» **TEXT BLOCK**
--

By-trial correction of EEG/MEG data for known (i.e., recorded) and unknown (i.e., not recorded) sources of noise.

Usage

icac(x, channel, noise.sig, trial.cn = "Trial", include = TRUE, threshold = 0.4, n.comp = length(channel), ica.method = "R", correct = TRUE, ica.only = FALSE, proctime = TRUE, seed = NULL, verbosity = 5, ...)

Arguments

x
A data frame containing the EEG/MEG data to be corrected. Measurements for each channel/electrode should be arranged in columns with the channel/electrode to which it pertains as their names (e.g., Fp1, Fp2, AF3, AF4, ...). If the noise channels (e.g., VEOG, HEOG, ECG, ...) are present in this data frame, they will be removed unless argument include is set to TRUE. Note that there must be a column containing trial information.
channel
The channels to correct. You can use the output of function des from package eRp, e.g., des("biosemi.32")$electrodes.
noise.sig
The channel(s) against which each independent component (IC) will be correlated. Can be anything really, HEOG, VEOG, ECG, ...
trial.cn
The name of the column containing trial information. Defaults to "Trial".
include
Whether to include the noise channels in the ICA. Defaults to TRUE.
threshold
The correlation threshold between noise signal(s) and IC above which the EEG/MEG data will be corrected. Default is 0.4 (as in Flexer et al., 2005). Can be set to anything between 0 (will zero-out every IC) and 1 (will most probably zero-out nothing).
n.comp
Number of components. Defaults to the number of channels used.
ica.method
If method == "R" then computations are done exclusively in R (default). The code allows the interested R user to see exactly what the algorithm does. If method == "C" then C code is used to perform most of the computations, which makes the algorithm run faster. During compilation the C code is linked to an optimized BLAS library if present, otherwise stand-alone BLAS routines are compiled.
correct
Logical. Defaults to TRUE. Whether to correct the data or to simply get information pertaining to the what IC correlated with what noise signal at what trial.
ica.only
Logical. Defaults to FALSE. Whether to perform fastICA only without noise correction.
proctime
Logical. Defaults to TRUE. Determines how much real and CPU time (in minutes) the currently running R process has already taken.
seed
Defaults to NULL, which means that set.seed is randomly set for every run. There is the possibility, however, to pass an arbitrary seed, e.g., 0 to insure replicability between runs for instance. In this later case, if fastICA doesn't converge (e.g., it returns matrices and data frames with NAs), try setting the seed to another value (e.g., 1).
verbosity
Numeric. The amount of information printed to screen during the modeling process. The higher the number, the more information is printed. 0 turns this option off. Defaults to 5. Maximum value is 6.
...
Further arguments to pass to function fastICA.

Value

data
If correct = TRUE, the corrected data. Otherwise, the Pre-processed data.
channel
The channels that were corrected.
noise.sig
The noise signals for which the data were corrected.
threshold
The correlation threshold above which the EEG/MEG data will be corrected.
n.comp
The number of independent components used in the ICA.
X
Pre-processed data.

--

» **DATA SECTION**
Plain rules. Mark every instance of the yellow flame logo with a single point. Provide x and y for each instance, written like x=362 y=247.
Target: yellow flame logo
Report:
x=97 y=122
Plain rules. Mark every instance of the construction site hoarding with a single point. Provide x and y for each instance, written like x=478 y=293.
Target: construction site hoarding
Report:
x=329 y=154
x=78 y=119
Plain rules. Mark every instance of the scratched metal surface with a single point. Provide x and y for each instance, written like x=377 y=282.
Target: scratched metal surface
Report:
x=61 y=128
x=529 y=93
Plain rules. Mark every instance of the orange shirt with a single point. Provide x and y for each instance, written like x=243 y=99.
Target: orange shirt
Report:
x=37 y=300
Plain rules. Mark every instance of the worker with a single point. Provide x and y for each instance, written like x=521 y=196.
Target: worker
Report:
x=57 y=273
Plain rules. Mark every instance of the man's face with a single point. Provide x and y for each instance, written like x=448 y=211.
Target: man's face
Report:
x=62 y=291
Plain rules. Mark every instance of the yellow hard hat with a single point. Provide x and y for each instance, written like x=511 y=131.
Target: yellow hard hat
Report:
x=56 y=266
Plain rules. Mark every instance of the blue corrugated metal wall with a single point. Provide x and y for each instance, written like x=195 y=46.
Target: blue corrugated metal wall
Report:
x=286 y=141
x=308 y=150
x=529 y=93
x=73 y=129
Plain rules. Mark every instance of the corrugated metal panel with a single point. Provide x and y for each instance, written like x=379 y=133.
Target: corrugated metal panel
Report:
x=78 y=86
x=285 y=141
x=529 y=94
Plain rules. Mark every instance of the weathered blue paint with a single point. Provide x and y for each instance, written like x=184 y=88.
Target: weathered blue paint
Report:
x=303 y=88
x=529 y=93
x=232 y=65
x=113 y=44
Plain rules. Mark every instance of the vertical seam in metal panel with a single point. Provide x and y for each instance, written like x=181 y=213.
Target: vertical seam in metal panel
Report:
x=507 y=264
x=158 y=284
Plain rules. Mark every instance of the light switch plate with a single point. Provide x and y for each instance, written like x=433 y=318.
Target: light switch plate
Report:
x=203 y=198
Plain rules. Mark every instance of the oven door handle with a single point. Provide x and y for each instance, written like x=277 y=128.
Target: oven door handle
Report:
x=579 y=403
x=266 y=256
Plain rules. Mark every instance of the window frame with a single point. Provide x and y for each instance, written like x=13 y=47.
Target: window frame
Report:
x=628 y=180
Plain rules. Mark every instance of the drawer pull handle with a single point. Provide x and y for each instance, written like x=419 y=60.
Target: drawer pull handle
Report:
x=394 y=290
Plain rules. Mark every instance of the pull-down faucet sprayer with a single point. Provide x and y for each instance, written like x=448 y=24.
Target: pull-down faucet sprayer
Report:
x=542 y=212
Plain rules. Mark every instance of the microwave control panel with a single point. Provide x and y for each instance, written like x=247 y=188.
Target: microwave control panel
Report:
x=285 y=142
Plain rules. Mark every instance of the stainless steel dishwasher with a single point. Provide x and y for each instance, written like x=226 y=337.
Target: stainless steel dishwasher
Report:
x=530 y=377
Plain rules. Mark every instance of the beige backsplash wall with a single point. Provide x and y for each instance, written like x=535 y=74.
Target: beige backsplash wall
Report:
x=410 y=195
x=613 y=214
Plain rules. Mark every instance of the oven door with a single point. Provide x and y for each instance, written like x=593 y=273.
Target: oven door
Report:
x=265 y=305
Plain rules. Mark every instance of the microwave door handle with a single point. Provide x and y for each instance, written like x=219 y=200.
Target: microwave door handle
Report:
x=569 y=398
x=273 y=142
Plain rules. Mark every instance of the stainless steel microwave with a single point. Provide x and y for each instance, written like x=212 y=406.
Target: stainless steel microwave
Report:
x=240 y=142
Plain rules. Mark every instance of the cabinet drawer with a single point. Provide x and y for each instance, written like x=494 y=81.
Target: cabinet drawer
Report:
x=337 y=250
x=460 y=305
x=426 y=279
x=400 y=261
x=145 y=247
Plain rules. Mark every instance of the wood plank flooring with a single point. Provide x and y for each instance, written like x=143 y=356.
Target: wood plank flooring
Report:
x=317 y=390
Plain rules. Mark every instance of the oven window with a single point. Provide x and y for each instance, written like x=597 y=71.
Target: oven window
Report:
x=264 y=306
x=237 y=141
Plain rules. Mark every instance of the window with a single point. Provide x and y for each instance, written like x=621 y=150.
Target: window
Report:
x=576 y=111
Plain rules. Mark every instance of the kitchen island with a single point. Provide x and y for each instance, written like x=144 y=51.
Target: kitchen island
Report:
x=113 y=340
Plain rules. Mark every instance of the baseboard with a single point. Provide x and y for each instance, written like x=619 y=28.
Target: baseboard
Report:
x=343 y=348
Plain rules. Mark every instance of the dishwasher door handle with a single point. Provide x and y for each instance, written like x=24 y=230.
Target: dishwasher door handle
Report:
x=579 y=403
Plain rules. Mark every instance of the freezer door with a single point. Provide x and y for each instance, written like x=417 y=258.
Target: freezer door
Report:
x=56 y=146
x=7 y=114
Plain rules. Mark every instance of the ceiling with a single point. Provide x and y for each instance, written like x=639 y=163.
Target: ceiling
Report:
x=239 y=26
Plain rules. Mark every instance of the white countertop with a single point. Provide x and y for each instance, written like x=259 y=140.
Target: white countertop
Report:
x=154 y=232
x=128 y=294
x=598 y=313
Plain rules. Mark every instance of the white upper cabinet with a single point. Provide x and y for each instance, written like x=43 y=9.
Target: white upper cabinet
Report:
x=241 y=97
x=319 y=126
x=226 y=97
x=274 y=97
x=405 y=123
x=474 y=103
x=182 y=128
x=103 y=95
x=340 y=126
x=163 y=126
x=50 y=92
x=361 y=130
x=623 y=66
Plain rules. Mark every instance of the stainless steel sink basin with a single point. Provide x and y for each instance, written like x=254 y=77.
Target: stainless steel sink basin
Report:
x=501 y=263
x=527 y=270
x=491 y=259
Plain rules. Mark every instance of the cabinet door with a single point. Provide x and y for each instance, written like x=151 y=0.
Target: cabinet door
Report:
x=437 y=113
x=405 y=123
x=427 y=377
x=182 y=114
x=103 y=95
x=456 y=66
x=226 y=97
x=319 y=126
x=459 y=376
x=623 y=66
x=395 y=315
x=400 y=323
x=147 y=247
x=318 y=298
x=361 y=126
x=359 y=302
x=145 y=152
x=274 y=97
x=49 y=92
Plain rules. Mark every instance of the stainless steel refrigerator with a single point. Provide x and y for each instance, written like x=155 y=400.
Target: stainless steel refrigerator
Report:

--

» **PROBLEM**
In the icac documentation, take the part that opens with the words "By-trial correction of" and closes with "seed = NULL, verbosity = 5, ...)", and revise it by putting "origins" wherever "sources" appears.

» **COMPLETE RESPONSE**
By-trial correction of EEG/MEG data for known (i.e., recorded) and unknown (i.e., not recorded) origins of noise.

Usage

icac(x, channel, noise.sig, trial.cn = "Trial", include = TRUE, threshold = 0.4, n.comp = length(channel), ica.method = "R", correct = TRUE, ica.only = FALSE, proctime = TRUE, seed = NULL, verbosity = 5, ...)